Problem description => Resume the forum thread about starting a YouTube channel on being an INTP, continuing from the point where it stops.

# I started a youtube channel about being an INTP



## badgers (Apr 2, 2012)

and I thought it would be cool to make a sort of question and answer video(s) because









Sooooooo if you have any questions you want to ask, ask away.
Plz


----------



## that (May 22, 2012)

1. As an INTP how do you think your views differ from other girls/women on things like fashion, makeup, gossiping, men, and other girly things? If you think they do. 

2. Do you find it difficult to concentrate on things, be it books/studying or conversation, when surrounded by a lot of people? I'm asking because I do, and I am wondering if it is an INTP thing, or just me. 

3. What are you actually thinking when somebody says something completely retarded?

I am currently formulating more ultra-penetrating questions in my mind.


----------



## badgers (Apr 2, 2012)

that said:


> 1. As an INTP how do you think your views differ from other girls/women on things like fashion, makeup, gossiping, men, and other girly things? If you think they do.
> 
> 2. Do you find it difficult to concentrate on things, be it books/studying or conversation, when surrounded by a lot of people? I'm asking because I do, and I am wondering if it is an INTP thing, or just me.
> 
> ...


I knew you would ask the hard hitting questions.


----------



## Dart07 (Jun 17, 2011)

What are relationships like (boyfriend or girlfriend and friends)?
How do you connect with people and stay connected with them?


----------



## merlin89 (Mar 10, 2013)

Do you have any pets, if yes can you show them to the camera, so we can say hi? 
Why dont you want to sing even when you obviously can sing? 
Could you name and maybe show ten most important objects in your everyday life or life in general... ?


----------



## Adam Bristol (Jan 7, 2013)

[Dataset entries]
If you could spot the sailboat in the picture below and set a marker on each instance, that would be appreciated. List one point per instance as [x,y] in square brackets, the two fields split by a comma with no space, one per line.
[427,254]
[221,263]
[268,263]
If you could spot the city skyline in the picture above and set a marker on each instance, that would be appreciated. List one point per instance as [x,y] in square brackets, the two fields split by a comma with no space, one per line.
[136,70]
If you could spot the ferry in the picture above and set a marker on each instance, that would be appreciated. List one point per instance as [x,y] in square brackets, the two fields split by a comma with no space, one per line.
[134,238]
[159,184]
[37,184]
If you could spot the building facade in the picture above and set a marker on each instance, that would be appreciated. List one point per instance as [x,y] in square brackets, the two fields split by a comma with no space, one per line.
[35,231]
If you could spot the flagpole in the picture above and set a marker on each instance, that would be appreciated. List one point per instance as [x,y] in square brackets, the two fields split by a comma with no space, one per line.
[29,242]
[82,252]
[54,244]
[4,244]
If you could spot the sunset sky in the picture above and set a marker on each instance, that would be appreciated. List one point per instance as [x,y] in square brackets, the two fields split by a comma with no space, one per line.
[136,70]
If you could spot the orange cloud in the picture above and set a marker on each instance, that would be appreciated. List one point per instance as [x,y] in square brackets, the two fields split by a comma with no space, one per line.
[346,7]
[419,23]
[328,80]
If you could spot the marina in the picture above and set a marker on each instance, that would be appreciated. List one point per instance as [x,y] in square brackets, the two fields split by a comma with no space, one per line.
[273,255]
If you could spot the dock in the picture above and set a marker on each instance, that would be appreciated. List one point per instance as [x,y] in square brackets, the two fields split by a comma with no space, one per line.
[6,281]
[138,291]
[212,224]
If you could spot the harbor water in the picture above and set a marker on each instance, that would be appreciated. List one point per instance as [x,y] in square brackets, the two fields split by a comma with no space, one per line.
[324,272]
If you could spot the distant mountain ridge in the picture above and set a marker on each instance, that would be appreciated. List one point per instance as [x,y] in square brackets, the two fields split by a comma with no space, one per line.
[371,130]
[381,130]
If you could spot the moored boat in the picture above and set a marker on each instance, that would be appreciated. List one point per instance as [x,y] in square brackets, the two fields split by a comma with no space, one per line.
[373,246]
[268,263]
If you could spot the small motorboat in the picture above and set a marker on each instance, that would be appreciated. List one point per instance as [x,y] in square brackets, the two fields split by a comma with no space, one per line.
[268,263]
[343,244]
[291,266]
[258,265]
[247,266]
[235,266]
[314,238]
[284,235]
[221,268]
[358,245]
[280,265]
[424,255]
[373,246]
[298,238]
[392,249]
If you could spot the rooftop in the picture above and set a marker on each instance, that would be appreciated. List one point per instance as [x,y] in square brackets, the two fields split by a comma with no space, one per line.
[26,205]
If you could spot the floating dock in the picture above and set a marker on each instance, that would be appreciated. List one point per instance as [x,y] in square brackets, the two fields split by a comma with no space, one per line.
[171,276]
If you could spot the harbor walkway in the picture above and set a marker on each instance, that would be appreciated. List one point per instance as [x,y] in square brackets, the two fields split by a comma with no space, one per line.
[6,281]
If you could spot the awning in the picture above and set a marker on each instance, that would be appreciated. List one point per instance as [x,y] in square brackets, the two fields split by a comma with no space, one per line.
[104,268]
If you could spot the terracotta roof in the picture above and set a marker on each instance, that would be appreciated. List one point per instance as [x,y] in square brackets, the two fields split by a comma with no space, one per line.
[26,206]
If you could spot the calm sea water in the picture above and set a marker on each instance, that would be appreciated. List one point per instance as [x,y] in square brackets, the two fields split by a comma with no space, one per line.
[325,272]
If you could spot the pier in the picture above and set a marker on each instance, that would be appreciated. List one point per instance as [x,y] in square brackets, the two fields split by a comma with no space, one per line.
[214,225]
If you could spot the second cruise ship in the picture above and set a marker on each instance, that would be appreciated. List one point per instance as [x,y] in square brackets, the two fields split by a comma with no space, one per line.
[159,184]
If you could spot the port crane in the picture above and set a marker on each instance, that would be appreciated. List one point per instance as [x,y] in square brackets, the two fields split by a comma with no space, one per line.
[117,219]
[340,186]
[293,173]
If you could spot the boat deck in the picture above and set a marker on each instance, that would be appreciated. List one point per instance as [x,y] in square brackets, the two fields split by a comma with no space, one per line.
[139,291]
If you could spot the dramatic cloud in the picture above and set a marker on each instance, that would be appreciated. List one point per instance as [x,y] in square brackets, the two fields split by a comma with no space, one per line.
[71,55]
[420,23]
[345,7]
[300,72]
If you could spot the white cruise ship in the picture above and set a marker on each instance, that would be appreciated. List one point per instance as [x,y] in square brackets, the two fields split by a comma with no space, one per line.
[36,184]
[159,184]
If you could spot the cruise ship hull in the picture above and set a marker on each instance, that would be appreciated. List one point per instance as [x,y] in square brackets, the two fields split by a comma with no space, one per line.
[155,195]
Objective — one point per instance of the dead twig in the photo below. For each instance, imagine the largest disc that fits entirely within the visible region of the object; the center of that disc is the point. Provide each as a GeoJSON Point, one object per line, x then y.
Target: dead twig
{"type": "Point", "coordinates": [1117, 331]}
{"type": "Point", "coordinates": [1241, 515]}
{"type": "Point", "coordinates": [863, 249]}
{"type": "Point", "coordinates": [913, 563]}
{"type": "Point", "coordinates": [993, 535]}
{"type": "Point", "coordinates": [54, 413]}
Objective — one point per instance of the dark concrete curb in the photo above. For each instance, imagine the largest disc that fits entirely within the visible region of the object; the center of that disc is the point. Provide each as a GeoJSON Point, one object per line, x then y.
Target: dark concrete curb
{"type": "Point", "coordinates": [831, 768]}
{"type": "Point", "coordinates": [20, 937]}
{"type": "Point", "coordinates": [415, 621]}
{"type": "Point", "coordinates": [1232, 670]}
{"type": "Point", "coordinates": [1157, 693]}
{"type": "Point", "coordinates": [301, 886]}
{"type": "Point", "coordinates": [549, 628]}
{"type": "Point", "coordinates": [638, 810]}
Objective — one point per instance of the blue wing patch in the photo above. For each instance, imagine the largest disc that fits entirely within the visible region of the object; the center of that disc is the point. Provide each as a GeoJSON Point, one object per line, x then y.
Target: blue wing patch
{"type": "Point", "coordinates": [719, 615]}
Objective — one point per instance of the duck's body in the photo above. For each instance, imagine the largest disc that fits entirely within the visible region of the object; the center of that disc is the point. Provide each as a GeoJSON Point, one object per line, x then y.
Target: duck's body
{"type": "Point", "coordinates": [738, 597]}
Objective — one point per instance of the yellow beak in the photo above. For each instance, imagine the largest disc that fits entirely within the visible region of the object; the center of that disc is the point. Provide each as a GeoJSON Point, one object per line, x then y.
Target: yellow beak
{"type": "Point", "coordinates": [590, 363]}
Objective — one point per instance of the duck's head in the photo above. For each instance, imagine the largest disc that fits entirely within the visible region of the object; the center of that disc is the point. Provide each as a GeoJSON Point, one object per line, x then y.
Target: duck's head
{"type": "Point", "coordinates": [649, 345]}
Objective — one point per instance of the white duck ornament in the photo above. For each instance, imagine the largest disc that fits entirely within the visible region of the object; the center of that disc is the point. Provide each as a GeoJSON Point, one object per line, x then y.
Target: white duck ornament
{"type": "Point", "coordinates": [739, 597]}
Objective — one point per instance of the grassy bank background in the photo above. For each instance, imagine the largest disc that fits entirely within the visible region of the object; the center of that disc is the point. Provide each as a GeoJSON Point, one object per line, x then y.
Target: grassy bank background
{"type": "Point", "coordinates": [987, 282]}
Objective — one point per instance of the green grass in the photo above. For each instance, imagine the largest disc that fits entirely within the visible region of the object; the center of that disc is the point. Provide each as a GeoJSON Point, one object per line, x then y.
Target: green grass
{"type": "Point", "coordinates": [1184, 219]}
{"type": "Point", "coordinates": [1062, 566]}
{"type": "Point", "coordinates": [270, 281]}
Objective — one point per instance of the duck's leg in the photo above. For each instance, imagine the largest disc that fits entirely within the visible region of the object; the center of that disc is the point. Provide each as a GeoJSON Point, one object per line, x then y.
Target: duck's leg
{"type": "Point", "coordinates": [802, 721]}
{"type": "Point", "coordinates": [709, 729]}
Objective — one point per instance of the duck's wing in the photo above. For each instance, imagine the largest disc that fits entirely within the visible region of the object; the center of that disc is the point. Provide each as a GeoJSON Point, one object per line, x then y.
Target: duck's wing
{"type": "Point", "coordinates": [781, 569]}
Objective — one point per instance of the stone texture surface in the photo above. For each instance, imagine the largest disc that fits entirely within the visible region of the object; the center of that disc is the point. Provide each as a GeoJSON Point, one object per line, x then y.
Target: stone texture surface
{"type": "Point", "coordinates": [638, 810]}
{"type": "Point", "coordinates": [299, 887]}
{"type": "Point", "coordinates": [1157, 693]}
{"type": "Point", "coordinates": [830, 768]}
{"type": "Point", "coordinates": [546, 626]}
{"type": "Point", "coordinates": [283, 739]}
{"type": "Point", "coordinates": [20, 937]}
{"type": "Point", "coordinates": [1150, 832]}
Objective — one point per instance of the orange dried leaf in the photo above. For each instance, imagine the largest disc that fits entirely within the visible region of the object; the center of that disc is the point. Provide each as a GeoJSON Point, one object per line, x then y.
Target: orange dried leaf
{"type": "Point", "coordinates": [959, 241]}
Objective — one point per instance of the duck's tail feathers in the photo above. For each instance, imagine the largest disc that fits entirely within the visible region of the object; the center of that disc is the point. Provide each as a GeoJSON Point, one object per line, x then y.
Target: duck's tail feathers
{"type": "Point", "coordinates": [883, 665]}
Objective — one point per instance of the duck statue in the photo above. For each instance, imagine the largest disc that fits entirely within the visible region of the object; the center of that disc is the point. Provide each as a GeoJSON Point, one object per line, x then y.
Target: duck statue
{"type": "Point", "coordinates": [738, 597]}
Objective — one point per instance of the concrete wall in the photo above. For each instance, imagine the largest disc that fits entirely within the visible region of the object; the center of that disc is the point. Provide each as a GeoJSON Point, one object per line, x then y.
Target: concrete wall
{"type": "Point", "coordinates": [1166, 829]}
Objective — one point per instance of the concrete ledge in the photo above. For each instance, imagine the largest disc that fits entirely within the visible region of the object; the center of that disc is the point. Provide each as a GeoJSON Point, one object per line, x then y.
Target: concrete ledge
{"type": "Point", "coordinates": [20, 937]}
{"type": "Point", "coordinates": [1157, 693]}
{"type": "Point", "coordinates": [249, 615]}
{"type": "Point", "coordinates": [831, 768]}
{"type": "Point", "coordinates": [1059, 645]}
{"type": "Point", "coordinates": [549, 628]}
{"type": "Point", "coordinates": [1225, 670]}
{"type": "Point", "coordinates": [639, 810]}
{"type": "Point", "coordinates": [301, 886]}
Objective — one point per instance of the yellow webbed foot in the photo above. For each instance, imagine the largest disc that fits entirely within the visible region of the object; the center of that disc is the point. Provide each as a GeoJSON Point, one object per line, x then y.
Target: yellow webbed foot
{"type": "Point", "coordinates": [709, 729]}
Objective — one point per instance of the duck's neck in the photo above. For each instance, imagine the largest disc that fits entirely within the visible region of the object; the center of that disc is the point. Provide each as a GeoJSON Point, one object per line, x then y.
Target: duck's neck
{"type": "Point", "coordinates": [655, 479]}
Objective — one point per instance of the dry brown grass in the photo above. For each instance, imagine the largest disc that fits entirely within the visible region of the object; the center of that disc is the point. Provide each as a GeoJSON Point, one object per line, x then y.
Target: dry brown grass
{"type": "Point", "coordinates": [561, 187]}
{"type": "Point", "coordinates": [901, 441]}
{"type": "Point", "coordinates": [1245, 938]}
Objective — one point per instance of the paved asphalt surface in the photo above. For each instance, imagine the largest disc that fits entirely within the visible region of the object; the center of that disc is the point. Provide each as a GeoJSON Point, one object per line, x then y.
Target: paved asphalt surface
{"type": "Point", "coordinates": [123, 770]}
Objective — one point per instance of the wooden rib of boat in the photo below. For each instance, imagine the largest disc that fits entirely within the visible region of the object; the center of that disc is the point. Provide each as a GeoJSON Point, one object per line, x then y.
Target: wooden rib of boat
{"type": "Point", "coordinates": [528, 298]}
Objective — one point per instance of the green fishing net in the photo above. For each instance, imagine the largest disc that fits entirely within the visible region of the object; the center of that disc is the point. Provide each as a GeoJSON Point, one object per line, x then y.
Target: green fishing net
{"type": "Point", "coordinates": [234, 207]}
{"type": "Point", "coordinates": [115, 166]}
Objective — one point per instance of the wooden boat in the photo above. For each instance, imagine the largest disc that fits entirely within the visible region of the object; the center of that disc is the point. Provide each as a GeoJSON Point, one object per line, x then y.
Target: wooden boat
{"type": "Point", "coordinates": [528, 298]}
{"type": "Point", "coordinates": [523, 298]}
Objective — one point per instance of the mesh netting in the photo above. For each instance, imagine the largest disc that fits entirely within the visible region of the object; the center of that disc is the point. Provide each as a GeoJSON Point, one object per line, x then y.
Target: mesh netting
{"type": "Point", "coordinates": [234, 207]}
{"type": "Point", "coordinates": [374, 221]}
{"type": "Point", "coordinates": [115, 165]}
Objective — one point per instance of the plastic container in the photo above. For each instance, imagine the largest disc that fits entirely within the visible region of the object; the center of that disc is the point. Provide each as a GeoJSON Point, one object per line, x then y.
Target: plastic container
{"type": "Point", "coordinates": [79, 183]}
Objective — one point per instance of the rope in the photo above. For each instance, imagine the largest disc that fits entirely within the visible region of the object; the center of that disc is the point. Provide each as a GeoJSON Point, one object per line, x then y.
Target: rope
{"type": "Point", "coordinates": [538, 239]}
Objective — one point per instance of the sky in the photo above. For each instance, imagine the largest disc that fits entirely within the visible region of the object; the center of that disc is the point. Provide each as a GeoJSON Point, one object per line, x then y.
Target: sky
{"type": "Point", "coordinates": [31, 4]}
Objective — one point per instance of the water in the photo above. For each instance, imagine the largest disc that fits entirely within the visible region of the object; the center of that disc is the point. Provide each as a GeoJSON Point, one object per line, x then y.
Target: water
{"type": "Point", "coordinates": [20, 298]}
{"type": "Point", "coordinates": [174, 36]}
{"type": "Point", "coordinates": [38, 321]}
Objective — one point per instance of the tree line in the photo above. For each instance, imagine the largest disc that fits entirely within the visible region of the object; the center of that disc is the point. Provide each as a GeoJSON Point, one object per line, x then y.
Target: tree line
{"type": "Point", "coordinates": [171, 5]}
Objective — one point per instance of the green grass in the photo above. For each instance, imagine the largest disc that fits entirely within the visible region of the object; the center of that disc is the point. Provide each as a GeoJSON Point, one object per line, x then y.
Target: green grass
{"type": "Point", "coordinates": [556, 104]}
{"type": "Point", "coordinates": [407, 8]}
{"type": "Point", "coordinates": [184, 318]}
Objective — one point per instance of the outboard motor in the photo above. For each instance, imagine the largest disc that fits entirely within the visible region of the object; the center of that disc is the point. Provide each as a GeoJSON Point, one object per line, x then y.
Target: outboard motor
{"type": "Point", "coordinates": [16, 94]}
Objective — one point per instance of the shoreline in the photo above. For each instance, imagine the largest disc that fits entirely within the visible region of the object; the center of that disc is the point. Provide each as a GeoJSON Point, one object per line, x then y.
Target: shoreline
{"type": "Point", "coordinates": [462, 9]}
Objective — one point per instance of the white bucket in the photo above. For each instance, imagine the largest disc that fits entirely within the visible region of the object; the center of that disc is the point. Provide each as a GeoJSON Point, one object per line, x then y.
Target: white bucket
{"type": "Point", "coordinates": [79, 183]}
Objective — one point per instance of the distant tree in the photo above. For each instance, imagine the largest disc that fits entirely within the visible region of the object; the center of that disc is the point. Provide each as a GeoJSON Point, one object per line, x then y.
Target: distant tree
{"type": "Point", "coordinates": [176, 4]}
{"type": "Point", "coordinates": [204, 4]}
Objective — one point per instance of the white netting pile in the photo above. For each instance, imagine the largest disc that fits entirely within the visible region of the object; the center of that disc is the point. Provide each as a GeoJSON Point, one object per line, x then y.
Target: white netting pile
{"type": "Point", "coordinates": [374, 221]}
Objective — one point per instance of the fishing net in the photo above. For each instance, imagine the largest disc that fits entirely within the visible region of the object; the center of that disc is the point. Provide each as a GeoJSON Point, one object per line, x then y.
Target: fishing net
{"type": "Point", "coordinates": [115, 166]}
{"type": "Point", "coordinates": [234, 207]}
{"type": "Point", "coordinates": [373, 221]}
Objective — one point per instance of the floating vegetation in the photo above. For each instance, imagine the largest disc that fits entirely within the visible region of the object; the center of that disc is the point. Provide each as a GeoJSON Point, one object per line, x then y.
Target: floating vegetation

Task response =>
Q - how does an INFP - or just anyone talk to INTP with the intent of getting them to believe a mystical story without providing external consensus? Without proof. How do you get an INTP to just simply believe what you say - maybe not so much believe - but definitely respect whatever mystical story you're telling them. I get odd looks and it really hurts sometimes. Without providing external consensus what can I say to sort of freeze the ice some more instead of letting melt and shatter when I don't have external consensus


----------



## Orchidion (Jan 3, 2013)

How do I make a tinfoil-hat that keeps away the alien voices?


----------



## RoSoDude (Apr 3, 2012)

1. Do you at times take longer than six hours to respond to people by text, and do those people become irritated with you for this? If so, do you care?
2. Do you have an opinion on the compared awesomeness of Albert Einstein vs Isaac Newton? Please be thorough in your pseudoanalysis (incorporating as many arbitrary and stupid elements as possible), if you do.
3. Are you accused of having poor memory, when you know deep down it's because you just don't pay attention to the world around you?
4. If you had no expectations upon you and no obligations (financial, social, personal, etc.), what would be your dream career? How might this be an expression of your personality?


----------



## that (May 22, 2012)

Formulating.... 

1. Since you're working in customer service, how do you feel about the saying - the customer is always right? 

2. Do you find it difficult to not be rude to people who are A: So moronic that you wish you had more hands to facepalm with - B: Extroverted to the point of being in your face and talking loud and giggling incessantly - and C: Always with their partner, no matter what, and can't seem to function without having a partner? 

3. Give your opinion on people like I describe in question 2, part C. 

4. Do you think of music as a type of anthem to your life? Do you find it difficult to perform everyday functions without music?

Formulating....

6. Do you like pizza?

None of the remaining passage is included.